____ DATA FOR THE TASK

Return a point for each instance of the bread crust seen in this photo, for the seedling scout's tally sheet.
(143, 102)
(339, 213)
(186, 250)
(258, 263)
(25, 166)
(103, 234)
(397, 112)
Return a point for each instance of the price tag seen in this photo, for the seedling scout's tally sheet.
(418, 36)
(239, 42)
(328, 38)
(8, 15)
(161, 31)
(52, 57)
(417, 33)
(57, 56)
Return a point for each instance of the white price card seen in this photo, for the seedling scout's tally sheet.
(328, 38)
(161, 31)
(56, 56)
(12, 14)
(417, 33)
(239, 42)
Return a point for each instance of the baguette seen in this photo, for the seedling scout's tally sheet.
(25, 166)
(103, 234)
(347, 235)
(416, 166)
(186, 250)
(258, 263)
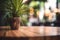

________

* [ABOUT THIS TASK] Begin at the line with "Return a point for each instance of the baguette" and retype exactly every line through the last one of the entries above, both included, and nothing more; pictures stay out.

* [ANSWER AREA]
Return a point for each instance of the baguette seen in this photo, for the seedling scout's tally sheet.
(25, 166)
(103, 234)
(347, 235)
(416, 166)
(186, 250)
(258, 263)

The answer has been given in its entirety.